- ACTIONS À MENER -
**1)** D'après le texte sur le Procope, combien de couverts y sert-on par jour ?
**2)** Comment traduire en anglais la phrase « On peut y venir seul sans y être mal à l'aise, en couple ou avec des amis. », tirée du texte sur le Procope ?
**3)** Poursuivez le texte sur le Procope après sa dernière phrase.

- TEXTE AFFICHÉ -

────

Le Procope est un monument parce que c'est le café le plus ancien de Paris. C'est un musée parce qu'il recèle un grand nombre d'objets liés à l'histoire du café puisque c'est là que cette boisson fut introduite en Europe.C'est un lieu de mémoire qui a conservé des marques du passage d'hôtes illustres dont certains ont même donné leur nom à une salle comme Denis Diderot, Frédéric Chopin, Jean-Paul Marat, Jean-Jacques Rousseau et la Fontaine ou Benjamin Franklin.
Il y a tellement de livres que c'est presque une bibliothèque et on apprend énormément de choses en jetant un oeil autour de soi. Et, ce n'est pas un détail, on y mange très bien.
Il doit son nom à son fondateur, le sicilien Francesco Procopio Dei Coltelli en 1686. au 13 rue de l'Ancienne Comédie dans le 6ème arrondissement.
A l'époque la Comédie était on ne peut plus active puisque la troupe de Molière était installée juste en face et l'illustre homme de théâtre fut un des premiers clients.
Ce qui est exceptionnel c'est que l'endroit a réussi à conserver son âme tout en vivant à un rythme très soutenu puisqu'on y sert 600 à 700 couverts par jour. On peut y venir seul sans y être mal à l'aise, en couple ou avec des amis. Mais aussi en groupe puisque par exemple le Salon Roosevelt du premier étage peut accueillir un banquet de 70 personnes.
On pourrait s'attendre à ce que les prix soient à la hauteur de la réputation et pourtant le menu reste très abordable, pour une qualité extrêmement appréciable ... et appréciée, expliquant que le restaurant se classe premier parmi les 19 grandes brasseries du groupe Bertrand auquel il appartient depuis avril 2016 (par l'acquisition aux Frères Blanc qui en étaient propriétaires depuis 1987), devant la Coupole, La maison du Danemark, La Lorraine ou Au Pied de Cochon même s'il ne s'agit pas de les comparer ou de les placer en concurrence.

────

- INFORMATIONS AFFICHÉES -
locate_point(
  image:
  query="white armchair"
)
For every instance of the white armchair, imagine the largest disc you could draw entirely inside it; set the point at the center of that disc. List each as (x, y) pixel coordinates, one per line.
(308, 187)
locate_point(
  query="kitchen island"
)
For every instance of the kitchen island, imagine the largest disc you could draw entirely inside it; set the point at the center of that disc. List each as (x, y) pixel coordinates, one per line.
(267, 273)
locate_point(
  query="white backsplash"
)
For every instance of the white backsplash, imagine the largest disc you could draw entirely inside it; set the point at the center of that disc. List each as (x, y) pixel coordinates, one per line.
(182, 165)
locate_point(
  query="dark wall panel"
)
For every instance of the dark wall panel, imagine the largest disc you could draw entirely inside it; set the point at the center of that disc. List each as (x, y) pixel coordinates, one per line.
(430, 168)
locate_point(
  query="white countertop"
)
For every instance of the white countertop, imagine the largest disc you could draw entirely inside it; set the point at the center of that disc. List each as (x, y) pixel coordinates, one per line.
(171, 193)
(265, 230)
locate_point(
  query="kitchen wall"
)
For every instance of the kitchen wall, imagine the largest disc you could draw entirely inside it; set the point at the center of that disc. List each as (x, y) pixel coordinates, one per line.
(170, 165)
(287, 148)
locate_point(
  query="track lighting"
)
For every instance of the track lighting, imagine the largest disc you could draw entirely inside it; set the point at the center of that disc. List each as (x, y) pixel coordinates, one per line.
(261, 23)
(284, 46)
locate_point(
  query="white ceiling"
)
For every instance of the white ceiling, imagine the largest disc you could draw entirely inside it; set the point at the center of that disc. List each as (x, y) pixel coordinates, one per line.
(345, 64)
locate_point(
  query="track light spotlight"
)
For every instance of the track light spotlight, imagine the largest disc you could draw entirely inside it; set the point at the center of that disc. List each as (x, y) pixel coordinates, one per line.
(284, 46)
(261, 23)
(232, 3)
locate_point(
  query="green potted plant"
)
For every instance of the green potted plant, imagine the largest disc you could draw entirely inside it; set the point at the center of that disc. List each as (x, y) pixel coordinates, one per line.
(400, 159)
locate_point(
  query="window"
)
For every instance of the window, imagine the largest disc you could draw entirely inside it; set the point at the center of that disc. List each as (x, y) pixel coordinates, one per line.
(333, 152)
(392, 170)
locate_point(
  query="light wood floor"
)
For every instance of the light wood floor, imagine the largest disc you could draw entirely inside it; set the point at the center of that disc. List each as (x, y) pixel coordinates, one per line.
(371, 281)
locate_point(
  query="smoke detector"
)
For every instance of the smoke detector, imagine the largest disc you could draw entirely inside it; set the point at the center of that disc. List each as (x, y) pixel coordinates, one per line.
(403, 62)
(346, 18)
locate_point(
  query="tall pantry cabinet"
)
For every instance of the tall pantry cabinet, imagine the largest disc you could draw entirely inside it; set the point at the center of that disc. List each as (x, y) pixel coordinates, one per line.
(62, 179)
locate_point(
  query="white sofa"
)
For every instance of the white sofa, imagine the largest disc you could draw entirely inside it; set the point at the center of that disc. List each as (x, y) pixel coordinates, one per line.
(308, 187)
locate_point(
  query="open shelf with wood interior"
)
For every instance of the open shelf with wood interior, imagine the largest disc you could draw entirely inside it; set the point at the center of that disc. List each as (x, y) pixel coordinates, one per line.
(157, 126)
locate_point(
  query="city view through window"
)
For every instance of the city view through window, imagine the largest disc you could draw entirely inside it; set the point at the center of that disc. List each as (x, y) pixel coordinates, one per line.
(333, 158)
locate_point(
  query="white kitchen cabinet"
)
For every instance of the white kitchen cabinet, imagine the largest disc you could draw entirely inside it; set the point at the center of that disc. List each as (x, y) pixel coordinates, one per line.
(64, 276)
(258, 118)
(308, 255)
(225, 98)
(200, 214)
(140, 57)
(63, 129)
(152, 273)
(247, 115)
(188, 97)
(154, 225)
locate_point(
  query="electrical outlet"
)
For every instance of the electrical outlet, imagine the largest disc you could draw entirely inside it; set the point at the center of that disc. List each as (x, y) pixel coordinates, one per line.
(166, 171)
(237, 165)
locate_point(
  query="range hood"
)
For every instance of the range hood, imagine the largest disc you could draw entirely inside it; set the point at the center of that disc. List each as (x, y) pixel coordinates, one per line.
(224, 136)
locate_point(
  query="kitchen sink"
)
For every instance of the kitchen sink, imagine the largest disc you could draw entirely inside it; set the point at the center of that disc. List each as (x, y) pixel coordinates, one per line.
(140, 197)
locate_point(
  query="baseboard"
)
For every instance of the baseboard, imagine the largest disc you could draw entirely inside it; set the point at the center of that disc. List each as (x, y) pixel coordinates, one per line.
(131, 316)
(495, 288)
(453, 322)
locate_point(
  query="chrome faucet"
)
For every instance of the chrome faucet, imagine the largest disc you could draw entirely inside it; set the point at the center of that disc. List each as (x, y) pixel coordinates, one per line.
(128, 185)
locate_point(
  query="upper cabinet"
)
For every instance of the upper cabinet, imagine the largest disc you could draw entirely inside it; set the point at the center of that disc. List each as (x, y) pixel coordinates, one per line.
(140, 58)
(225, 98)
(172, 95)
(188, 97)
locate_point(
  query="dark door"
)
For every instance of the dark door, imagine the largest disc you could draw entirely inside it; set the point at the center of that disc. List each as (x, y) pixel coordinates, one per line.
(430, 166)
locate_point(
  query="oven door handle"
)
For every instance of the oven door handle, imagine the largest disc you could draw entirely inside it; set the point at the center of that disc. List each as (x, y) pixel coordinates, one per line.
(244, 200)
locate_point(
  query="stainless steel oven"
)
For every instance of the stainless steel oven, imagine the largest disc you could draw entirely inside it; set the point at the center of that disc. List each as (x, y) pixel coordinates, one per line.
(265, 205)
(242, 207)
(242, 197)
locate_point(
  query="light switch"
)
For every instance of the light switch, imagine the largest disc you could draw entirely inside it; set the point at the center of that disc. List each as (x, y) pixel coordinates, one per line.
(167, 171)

────

- TÂCHES RÉSOLUES -
**1)** On y sert de 600 à 700 couverts par jour.

**2)** You can come here alone without feeling uncomfortable, as a couple, or with friends.

**3)**
Le groupe se développe en France et à l’international en propre et en franchise autour de son portefeuille d’enseignes et compte aujourd’hui plus de 850 restaurants dans le monde. Ses établissements sont en réalité complémentaires mais la lecture de cet article donnera peut-être quelques clés pour comprendre en quoi le Procope fait la différence parmi les brasseries et grands restaurants.
D'abord la volonté de son directeur, Eric Giroud-Trouillet, est de faire de ce lieu d’exception un endroit accueillant et chaleureux. Ce pari n'était pas facile et il est gagné. Je suis venue plusieurs fois au Procope, et même la première fois, alors que j'étais invitée à la remise du Prix Gulli, en 2018, j'avais constaté cet esprit de convivialité si surprenant dans un lieu chargé d'histoire.
J'avais remarqué les médaillons qui ornent la façade extérieure énumérant les personnalités ayant fréquenté l'endroit et j'avais été intriguée par les drapeaux, plus nombreux dans cette rue qu'à l'Unesco. Quelle belle manière d'honorer les douze principales nationalités qui prennent ici leur repas! Le personnel parle plusieurs langues et la carte existe en version italienne, allemande, japonaise, chinoise, russe, coréenne. Il y a aussi de grosses clientèles indienne et brésilienne.
On a le sens de l'accueil. Et de l'humilité. Le directeur m'a reçue pour l'interview dans sa blouse de travail. Il endossera la veste noire plus tard, au moment du service, auquel il participe chaque fois que nécessaire. La restauration est un métier où on accepte de travailler beaucoup, jusqu'à 14 à 15 heures par jour, mais où par contre il existe encore une vraie reconnaissance et une ascension promotionnelle possible dans ces métiers, en acceptant de changer de restaurant bien entendu.
On démarre au SMIC mais les salaires peuvent vite grimper et être multipliés par trois, voire par quatre. Celui (ou celle) qui a la détermination et l'envie de s'investir passera relativement vite
de commis de cuisine à chef de cuisine, ou pour la salle, de chef de rang à directeur. Une partie de la rémunération est toujours au pourcentage en salle où le travail demeure un travail d'équipe.L'organisation en salons instaure une certaine intimité et le client n'a pas le sentiment d'être assis au milieu de 250 personnes (400 places assises à la Coupole à titre de comparaison). Et s'il préfère manger dehors il peut choisir, en belle saison, une des vingt tables de la terrasse donnant sur la Cour du Commerce Saint-André-des-Arts, au pied des marches de la table que réservait souvent Jacques Chirac quand il était maire de Paris, dans le salon Procopio.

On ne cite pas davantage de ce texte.